* **Objective**
Word for word, repeat the entries, minus the pictures.

* **Task input**
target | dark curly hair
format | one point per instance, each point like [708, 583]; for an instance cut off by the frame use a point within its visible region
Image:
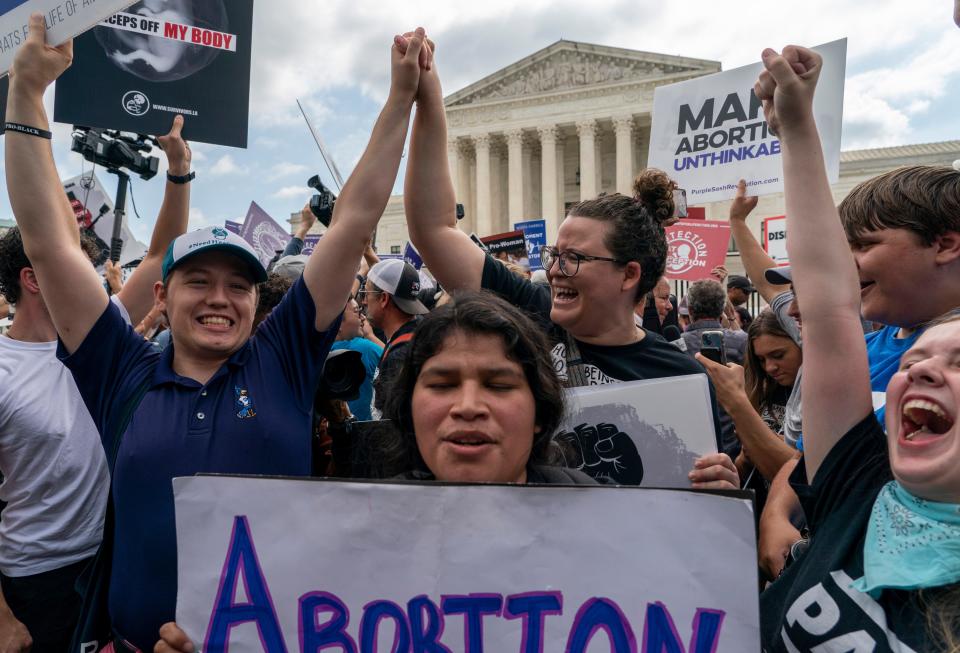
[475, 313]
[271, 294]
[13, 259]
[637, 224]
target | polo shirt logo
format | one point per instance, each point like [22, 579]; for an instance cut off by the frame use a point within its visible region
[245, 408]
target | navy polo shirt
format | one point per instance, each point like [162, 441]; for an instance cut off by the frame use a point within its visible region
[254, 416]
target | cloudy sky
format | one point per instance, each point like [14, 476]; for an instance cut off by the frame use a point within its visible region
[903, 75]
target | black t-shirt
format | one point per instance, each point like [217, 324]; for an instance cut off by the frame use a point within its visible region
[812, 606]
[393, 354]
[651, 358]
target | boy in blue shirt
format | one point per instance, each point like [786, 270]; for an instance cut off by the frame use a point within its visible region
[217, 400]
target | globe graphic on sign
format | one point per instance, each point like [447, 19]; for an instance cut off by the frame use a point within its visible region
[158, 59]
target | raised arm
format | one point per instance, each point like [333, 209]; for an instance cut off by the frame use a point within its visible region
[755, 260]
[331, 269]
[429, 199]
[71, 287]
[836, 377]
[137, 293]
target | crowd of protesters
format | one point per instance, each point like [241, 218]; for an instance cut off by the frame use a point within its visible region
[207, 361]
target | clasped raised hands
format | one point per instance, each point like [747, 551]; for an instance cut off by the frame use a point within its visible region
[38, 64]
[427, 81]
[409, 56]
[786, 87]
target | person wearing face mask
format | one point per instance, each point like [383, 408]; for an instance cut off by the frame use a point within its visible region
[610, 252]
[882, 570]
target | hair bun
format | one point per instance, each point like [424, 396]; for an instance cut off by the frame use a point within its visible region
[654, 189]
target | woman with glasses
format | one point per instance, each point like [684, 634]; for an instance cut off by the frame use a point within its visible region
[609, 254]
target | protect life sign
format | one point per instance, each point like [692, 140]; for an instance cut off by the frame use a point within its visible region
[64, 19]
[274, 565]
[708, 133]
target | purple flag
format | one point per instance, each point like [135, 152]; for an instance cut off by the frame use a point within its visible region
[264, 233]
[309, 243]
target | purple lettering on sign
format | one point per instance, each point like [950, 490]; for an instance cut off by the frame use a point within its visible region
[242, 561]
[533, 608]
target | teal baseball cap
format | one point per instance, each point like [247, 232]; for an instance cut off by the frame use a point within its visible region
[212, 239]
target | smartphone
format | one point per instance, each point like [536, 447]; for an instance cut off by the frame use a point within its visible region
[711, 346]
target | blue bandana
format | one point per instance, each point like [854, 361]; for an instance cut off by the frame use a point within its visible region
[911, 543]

* **Finished answer**
target | dark curly hair
format | one point per instance, each point like [708, 583]; for an instance cut off by the frame use a point within its visible region
Image:
[475, 313]
[271, 294]
[13, 259]
[637, 224]
target | polo shirt logo
format | one point per instance, each point like [22, 579]; for an instance cut off by the frame use a point within its visible region
[245, 408]
target | navy polo shirt
format | one point per instance, each point like [162, 441]; for an instance cut off by the frame use a point within its visible region
[254, 416]
target | cloudy sky
format | one point per instance, each point like [14, 476]; for an instance cut off by the frame use a point within its visible region
[903, 75]
target | black t-shirt
format | one point per instance, each point like [217, 324]; for an instance cut off by the frame use a point within its visible region
[812, 606]
[393, 354]
[651, 358]
target | boy in blue shirt
format | one point per instance, each point like [786, 270]; for an instance cut off by the frame use a point within its visible region
[217, 400]
target | globe graphic on sign
format | one point per instance, each point like [447, 19]; for an instance cut off by the frame use a point within its visible region
[158, 59]
target | raised arm
format | one point per instance, each point like [333, 209]; for an instance cut off by the frame use a point within its visible region
[755, 260]
[331, 269]
[429, 199]
[71, 287]
[836, 377]
[137, 293]
target | crowd of protesters
format | one point per instance, each point like [241, 218]; for an instance cut off by the frame use a point within its visible region
[207, 361]
target | clasped raised hands
format | one point per instance, each point like [747, 551]; for an instance cut off by the frame use a point within its visible region
[38, 64]
[427, 81]
[409, 56]
[786, 87]
target | person wearing face mask
format | one point per instance, each point like [383, 408]; for an instance cut off by the frame use a point within its visible region
[610, 252]
[882, 570]
target | hair bun
format | one point per instance, each point like [424, 396]; for an instance cut off by the frame use a point within its visible region
[654, 189]
target | woman with glasses
format | one point per instance, each point like [684, 634]; for an instance cut off by the frame use a point within its visible region
[609, 254]
target | protect life sign
format | one point per instance, each point like [692, 140]; for an instance cut off by the frame use a point within its visible region
[64, 19]
[274, 565]
[708, 133]
target | purple flag
format | one point per instance, each point like [135, 152]; for an instance cut off by the frame use a point within its visible region
[264, 233]
[309, 243]
target | purple lettering on sign
format | one point per instance, each point like [950, 490]; for an instance cut off by the frame use a point within its visible region
[242, 561]
[533, 608]
target | teal baseball cap
format | one point per instance, each point like [247, 232]; for an instance cut off by the frame use a point within its visible region
[212, 239]
target | smartphone
format | one point per instance, each point like [536, 447]; for an instance cut off by the frame use a point within its visible region
[711, 346]
target | blue bandana
format | one point per instance, each point like [854, 361]; for an instance cut off by the frame use a point within its visible region
[911, 543]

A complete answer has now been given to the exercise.